■ **PASSAGE PROVIDED**
-=-=-
Distilleries across the U.S. are facing rigid FDA opposition to their efforts to aid in fighting COVID-19.
The FDA guidelines getting in the way require that sanitizer not be made with drinking alcohol.
American distilleries wanting to convert their alcohol reserves are required to add a “bitterant” in order to prevent children from drinking it, according to The Washington Times.
Other distilleries have voiced their concerns regarding these federal guidelines.
“We appreciate the FDA’s concerns, but there’s got to be a way to do this,” said Chris Swonger, president of the Distilled Spirits Council of the U.S.
“We do have to find a path with the FDA to come up with a practical guideline for undenatured alcohol so distillers continue to fulfill the demand out there in the marketplace.”
While these distilleries voiced their willingness to compromise, the FDA is remaining stringent in its request, according to The Times.
“The FDA’s guidances explain that FDA does not intend to object to the manufacture of denatured or undenatured alcohol for use in hand sanitizers, so long as a denaturant (bitterant) is added prior to the final production of the hand sanitizer,” the agency said.
“Adding these denaturants to the alcohol renders the product less appealing to ingest.”
The FDA’s unwillingness to bend this rule is preventing many private organizations from filling a massive void in the American market.
Hand sanitizer has become so scarce that prices for a box of small bottles went as high as $400 on Amazon early last month, Reuters reported.
With resources so scarce, it is unfortunate that government bureaucracy is hampering these private organizations’ efforts.
Without the red tape, many more companies would be able to follow in the footsteps of outspoken conservative Mike Lindell, who has allocated the resources of his company, MyPillow, toward creating masks for health care workers, according to Fox News.
Even with all the regulations, America’s private industry is stepping up to the plate and helping lead the fight against COVID-19.
-=-=-
■ **PROVIDED DATA**
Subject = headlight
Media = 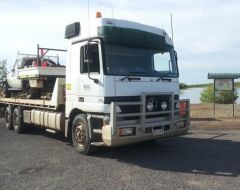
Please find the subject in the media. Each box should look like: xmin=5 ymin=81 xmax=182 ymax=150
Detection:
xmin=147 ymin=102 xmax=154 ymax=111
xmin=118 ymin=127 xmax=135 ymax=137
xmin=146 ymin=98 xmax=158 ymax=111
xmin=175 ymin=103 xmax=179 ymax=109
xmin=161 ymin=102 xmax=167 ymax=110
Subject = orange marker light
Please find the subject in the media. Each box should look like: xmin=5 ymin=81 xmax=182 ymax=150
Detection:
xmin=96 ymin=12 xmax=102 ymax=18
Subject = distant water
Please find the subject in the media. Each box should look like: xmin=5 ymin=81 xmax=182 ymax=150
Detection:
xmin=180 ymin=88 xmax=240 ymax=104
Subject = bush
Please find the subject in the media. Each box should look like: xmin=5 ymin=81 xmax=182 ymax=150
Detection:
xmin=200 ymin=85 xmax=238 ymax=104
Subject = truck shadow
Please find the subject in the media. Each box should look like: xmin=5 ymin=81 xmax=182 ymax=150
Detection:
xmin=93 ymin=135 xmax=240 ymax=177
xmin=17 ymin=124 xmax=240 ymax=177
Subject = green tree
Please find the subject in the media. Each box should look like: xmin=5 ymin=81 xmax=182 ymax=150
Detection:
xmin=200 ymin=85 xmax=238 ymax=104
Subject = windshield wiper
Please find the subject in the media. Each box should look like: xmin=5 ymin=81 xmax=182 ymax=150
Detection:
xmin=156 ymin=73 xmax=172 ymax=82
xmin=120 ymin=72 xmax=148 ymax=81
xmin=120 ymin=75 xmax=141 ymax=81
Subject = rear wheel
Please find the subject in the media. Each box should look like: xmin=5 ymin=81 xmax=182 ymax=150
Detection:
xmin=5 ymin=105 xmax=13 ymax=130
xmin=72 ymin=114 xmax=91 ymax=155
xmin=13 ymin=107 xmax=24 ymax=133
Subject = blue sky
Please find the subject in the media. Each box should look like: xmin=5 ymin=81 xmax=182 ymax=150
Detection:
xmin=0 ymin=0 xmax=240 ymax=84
-=-=-
■ **ACTIVITIES**
1 – In the article on distilleries and FDA hand sanitizer rules, what position does Chris Swonger hold?
2 – Transcribe the part of the article on distilleries and FDA hand sanitizer rules starting at "American distilleries wanting" and ending at "The Washington Times.".

■ **SOLUTION SET**
1 – He is president of the Distilled Spirits Council of the U.S.

2 –
American distilleries wanting to convert their alcohol reserves are required to add a “bitterant” in order to prevent children from drinking it, according to The Washington Times.